# START OF Data for processing

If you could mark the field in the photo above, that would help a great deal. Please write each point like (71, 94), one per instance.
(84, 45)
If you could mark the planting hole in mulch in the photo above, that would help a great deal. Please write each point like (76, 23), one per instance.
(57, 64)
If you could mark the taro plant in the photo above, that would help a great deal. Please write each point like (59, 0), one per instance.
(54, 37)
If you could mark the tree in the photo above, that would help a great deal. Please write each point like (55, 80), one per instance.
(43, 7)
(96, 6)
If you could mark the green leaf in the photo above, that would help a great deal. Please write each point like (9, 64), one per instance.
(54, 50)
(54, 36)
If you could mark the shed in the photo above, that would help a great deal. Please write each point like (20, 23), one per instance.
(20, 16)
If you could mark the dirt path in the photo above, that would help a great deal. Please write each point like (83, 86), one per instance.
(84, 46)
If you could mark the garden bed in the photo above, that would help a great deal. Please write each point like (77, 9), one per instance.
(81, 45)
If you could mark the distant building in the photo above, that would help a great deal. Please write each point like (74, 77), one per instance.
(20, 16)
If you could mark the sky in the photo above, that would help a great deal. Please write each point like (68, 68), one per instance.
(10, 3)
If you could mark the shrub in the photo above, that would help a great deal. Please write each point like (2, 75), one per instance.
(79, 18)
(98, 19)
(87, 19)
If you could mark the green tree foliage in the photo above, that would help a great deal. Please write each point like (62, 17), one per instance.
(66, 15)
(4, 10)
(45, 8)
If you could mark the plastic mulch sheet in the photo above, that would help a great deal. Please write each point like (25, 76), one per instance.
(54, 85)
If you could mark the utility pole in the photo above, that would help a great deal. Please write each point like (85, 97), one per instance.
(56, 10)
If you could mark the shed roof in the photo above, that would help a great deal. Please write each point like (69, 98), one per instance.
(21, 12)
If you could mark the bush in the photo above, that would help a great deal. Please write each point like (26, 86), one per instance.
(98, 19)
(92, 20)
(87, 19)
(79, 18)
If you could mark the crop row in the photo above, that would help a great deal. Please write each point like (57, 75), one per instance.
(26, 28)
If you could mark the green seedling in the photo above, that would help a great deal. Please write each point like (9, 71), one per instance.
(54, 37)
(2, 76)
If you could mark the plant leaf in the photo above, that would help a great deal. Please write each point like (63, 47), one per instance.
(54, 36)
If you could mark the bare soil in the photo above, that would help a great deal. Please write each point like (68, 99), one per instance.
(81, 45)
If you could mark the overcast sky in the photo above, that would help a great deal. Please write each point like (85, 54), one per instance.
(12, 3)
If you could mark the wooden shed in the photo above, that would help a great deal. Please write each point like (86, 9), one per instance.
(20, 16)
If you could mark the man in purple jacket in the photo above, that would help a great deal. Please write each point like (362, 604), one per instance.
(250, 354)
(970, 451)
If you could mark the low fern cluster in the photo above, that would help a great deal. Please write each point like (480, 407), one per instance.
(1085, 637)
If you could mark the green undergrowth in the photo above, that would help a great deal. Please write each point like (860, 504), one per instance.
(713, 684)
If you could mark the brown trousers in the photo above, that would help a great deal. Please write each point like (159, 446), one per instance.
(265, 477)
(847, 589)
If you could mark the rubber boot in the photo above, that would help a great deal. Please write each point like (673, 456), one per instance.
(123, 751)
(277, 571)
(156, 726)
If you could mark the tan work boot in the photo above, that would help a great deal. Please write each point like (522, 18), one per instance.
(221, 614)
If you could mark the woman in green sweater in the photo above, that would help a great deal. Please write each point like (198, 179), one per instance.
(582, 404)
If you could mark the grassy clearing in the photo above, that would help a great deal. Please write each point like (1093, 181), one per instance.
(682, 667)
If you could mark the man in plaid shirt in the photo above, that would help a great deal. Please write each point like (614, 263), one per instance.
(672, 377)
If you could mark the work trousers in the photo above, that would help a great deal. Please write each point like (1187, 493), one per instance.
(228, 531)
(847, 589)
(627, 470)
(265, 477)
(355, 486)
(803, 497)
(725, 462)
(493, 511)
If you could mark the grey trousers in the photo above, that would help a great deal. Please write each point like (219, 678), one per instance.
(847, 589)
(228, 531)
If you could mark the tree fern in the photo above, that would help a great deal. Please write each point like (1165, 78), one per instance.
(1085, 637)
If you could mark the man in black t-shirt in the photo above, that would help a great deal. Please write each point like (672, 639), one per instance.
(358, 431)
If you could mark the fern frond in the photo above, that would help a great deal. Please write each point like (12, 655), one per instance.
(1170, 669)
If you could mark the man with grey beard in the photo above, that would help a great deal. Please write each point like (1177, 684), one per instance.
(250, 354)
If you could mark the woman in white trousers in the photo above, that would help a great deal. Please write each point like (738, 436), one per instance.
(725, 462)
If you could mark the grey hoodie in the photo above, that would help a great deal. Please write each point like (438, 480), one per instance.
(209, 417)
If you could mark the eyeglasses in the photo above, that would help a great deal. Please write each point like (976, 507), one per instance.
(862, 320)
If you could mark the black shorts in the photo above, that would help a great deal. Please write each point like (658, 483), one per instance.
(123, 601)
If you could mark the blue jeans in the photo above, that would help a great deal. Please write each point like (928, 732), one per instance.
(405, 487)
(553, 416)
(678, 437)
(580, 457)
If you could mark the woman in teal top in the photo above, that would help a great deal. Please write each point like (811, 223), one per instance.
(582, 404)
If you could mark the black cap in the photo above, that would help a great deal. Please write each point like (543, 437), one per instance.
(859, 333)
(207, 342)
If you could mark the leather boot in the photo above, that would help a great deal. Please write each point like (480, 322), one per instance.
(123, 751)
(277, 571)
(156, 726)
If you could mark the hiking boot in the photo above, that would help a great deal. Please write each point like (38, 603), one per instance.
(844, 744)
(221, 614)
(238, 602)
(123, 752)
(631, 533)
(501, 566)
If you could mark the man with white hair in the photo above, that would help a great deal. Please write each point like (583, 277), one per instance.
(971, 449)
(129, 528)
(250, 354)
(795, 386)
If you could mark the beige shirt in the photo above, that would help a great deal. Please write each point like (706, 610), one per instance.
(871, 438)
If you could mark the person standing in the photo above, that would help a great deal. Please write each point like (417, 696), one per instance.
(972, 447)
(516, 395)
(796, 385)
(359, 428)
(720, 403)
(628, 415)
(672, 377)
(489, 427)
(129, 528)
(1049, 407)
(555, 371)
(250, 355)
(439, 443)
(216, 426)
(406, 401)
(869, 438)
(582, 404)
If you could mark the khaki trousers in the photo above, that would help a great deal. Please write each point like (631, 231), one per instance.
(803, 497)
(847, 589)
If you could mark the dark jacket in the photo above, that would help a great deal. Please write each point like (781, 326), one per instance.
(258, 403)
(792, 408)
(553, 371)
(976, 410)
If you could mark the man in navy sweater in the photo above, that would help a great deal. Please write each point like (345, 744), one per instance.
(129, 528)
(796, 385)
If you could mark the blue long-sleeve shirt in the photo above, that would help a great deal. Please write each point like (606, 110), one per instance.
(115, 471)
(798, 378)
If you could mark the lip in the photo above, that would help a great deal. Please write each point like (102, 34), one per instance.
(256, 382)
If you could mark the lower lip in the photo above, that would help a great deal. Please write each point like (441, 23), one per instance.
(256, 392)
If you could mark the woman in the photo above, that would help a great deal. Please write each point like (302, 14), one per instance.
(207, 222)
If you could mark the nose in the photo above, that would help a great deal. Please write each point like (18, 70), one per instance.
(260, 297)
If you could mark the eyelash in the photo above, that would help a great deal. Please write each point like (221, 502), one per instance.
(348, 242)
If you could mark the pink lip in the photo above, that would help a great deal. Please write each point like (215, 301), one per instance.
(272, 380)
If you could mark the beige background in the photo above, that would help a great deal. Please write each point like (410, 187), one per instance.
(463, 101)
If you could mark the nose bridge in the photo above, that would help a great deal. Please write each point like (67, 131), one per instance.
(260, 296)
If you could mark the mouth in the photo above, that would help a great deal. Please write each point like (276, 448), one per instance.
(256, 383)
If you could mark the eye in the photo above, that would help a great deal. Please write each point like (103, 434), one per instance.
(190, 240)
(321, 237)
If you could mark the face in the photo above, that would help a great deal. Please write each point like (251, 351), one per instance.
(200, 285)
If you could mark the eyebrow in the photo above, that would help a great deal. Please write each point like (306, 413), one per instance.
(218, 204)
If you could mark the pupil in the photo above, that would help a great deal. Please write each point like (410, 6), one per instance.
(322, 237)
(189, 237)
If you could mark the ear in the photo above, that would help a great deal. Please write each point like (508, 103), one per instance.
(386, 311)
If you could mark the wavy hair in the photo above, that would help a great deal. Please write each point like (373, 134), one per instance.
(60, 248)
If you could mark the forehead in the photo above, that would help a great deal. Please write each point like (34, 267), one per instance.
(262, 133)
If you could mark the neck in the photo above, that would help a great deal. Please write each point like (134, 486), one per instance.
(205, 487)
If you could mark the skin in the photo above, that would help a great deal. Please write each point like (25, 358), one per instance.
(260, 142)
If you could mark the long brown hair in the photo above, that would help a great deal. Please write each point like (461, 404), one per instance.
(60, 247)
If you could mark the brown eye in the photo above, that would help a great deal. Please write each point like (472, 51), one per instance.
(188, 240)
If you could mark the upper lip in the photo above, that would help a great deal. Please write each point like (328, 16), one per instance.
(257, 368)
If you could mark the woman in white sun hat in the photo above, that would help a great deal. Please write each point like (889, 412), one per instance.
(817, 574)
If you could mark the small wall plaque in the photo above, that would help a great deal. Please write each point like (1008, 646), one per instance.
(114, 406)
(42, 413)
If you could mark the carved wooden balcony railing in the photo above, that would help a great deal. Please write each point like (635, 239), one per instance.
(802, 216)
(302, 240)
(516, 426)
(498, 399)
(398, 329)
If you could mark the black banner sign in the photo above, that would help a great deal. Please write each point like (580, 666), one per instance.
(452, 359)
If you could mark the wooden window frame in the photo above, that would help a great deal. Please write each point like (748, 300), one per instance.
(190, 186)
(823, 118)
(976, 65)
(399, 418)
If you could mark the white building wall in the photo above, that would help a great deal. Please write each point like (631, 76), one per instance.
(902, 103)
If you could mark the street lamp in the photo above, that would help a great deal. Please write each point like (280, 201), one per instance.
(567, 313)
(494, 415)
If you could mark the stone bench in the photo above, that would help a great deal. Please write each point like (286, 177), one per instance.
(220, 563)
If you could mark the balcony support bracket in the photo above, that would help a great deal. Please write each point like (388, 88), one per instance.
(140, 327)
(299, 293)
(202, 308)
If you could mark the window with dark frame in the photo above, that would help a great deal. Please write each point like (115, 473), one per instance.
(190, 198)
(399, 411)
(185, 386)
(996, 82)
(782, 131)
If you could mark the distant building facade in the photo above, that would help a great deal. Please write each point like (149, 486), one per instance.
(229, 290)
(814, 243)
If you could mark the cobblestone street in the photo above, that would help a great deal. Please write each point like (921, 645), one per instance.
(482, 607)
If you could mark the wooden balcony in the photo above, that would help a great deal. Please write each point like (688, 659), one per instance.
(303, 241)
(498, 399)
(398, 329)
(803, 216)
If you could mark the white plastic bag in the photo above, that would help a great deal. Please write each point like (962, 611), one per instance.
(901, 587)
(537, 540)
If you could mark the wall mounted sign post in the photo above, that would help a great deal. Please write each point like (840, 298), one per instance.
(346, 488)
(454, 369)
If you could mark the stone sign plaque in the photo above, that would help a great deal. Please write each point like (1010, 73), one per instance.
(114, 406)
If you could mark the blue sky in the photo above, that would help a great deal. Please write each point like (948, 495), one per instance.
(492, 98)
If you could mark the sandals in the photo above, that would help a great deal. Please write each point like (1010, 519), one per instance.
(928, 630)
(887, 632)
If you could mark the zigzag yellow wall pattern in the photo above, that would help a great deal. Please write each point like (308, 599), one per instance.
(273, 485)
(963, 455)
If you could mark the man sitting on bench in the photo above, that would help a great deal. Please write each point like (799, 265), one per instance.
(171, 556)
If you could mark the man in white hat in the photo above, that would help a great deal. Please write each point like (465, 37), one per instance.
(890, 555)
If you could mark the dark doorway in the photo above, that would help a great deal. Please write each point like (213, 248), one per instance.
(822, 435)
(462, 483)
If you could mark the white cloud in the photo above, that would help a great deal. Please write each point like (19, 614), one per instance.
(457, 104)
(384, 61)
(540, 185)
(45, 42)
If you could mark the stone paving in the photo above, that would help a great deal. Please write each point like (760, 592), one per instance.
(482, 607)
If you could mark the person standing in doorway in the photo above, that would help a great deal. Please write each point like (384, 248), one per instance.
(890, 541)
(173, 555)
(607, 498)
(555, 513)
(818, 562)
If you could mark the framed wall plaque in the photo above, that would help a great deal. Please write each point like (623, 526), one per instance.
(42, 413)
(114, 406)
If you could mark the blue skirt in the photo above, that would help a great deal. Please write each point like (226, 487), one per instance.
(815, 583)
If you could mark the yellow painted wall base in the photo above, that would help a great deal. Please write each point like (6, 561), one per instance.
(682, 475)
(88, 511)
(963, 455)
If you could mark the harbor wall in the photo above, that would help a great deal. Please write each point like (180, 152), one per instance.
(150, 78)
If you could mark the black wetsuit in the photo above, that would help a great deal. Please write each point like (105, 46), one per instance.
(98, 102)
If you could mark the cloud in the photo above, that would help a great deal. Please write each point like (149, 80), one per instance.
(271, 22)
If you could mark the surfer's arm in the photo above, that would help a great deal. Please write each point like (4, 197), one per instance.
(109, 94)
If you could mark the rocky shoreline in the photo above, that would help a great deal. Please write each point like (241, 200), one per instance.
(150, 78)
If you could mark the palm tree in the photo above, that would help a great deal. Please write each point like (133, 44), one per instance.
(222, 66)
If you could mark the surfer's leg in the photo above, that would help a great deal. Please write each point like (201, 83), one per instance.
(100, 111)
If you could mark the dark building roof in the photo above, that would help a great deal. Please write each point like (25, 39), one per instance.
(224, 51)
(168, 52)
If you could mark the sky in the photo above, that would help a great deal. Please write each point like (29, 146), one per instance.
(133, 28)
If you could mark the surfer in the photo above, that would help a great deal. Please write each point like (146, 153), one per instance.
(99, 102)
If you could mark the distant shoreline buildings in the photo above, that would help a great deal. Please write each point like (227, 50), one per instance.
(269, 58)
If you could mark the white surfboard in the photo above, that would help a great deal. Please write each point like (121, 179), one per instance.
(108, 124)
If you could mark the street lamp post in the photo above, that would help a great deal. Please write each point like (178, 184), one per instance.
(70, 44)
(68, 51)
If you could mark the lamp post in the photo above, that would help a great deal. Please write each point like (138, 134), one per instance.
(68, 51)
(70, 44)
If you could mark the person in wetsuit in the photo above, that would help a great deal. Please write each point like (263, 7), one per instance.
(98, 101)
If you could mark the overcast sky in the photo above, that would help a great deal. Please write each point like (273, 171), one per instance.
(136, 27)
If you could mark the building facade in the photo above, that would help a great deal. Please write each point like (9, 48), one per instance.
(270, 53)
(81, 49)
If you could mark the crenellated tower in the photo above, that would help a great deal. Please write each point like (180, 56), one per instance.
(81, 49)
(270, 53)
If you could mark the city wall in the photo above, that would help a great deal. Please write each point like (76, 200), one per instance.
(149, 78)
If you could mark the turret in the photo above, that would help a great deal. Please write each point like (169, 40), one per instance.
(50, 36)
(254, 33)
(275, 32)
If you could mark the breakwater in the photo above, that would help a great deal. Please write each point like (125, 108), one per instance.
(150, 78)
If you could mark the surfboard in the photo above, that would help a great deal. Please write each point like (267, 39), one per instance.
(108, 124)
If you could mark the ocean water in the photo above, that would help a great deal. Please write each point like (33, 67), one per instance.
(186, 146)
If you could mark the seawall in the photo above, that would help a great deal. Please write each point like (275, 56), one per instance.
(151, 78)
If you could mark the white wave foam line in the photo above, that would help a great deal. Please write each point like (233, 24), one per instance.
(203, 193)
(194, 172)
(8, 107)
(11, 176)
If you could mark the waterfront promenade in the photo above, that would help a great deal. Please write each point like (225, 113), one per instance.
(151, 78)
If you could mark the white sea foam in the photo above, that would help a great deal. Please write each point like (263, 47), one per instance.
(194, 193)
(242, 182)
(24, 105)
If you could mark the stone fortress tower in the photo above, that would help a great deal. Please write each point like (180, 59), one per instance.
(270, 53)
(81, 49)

# END OF Data for processing

Set exercise
Repeat exactly the lines above from the line that contains "If you could mark the white wave" through the end. Include both of these ends; leave out everything else.

Response
If you could mark the white wave foam line in the photo above, that would help a great deal. Please write each point like (233, 24), one per instance.
(203, 193)
(194, 172)
(8, 107)
(11, 176)
If you could mark the waterfront promenade in the photo above, that would help a great deal. Please write each point like (225, 113), one per instance.
(151, 78)
If you could mark the white sea foam in the photo above, that would help a great deal. Please write each point like (263, 47), one per instance.
(194, 193)
(242, 182)
(24, 105)
If you could mark the stone fortress tower in the photo above, that would help a great deal. Please write each point like (180, 59), one per instance.
(270, 53)
(81, 49)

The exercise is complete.